Aufgaben:
#1 Mit welcher Kryptowährung wurde laut dem Text über Chemical Revolution bezahlt?
#2 Entnimm dem Text über Chemical Revolution wortgetreu die Passage, die mit „Zeitweise war Chemical“ beginnt und bis einschließlich „300 einzelne Fälle.“ reicht.

Textblock:
Chemical Revolution: Mammutprozess mündet in Haftstrafen

Der zweite Prozess um den Drogen-Onlineshop Chemical Revolution vor dem LG Gießen brachte teils lange Haftstrafen für die fünf Angeklagten.

Zeitweise war Chemical Revolution die bundesweit größte Online-Plattform für Drogen. Bereits seit Februar beschäftigte sich das Landgericht (LG) Gießen mit der Causa. Der Fall galt als besonders umfangreich, allein die Anklage umfasste mehr als 300 einzelne Fälle.

Die Generalstaatsanwaltschaft Frankfurt legte den fünf Angeklagten zur Last, zwischen April 2018 und Februar 2019 Betäubungsmittel bandenmäßig in Umlauf gebracht zu haben. Die in den Niederlanden beschafften Drogen sollen die Beschuldigten in Hamburg gelagert, portioniert und, meist in kleineren Mengen, an die Kunden versandt haben. Bezahlt wurde mit der pseudoanonymen Kryptowährung Bitcoin. Am gestrigen Montag kam es planmäßig zu einer Urteilsverkündung.

Chemical Revolution: aus einem wurden zwei Strafverfahren

Bereits zum zweiten Mal beschäftigte sich das LG Gießen mit dem Drogen-Onlineshop Chemical Revolution. Sowohl das umfangreiche Verfahren, als auch die Coronavirus-Pandemie machte eine Aufspaltung des Falles in zwei Prozesse erforderlich. Ende letzten Jahres verhängte das Gericht nach einem einjährigen ersten Prozess hohe Haftstrafen zwischen zwei Jahren und acht Monaten sowie neun Jahren und zwei Monaten für den Hauptangeklagten.

Auch für den zweiten Prozess war es für das LG Gießen im Ergebnis erwiesen, dass die Angeklagten zwischen Frühjahr 2018 und Anfang 2019 arbeitsteilig an der Drogenbeschaffung und dem Verkauf mitwirkten. Dementsprechend lautet das aktuelle Strafmaß von eineinhalb bis sieben Jahre Haft. Eine weitere Geldstrafe verhängte das Gericht noch zusätzlich in einem Fall.

Datenauszug:

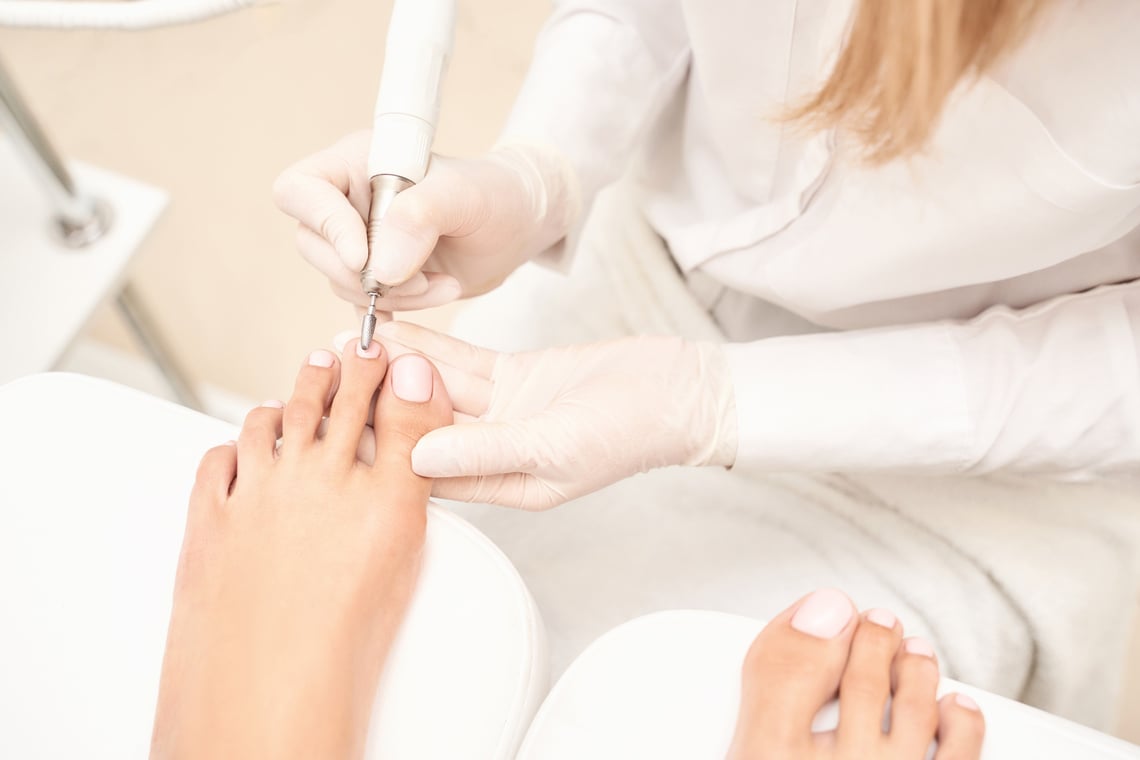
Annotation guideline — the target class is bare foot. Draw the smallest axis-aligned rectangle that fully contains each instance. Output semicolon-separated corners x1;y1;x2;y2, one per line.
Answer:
728;589;985;760
152;342;451;758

Lösungen:
#1 Mit der pseudoanonymen Kryptowährung Bitcoin.

#2
Zeitweise war Chemical Revolution die bundesweit größte Online-Plattform für Drogen. Bereits seit Februar beschäftigte sich das Landgericht (LG) Gießen mit der Causa. Der Fall galt als besonders umfangreich, allein die Anklage umfasste mehr als 300 einzelne Fälle.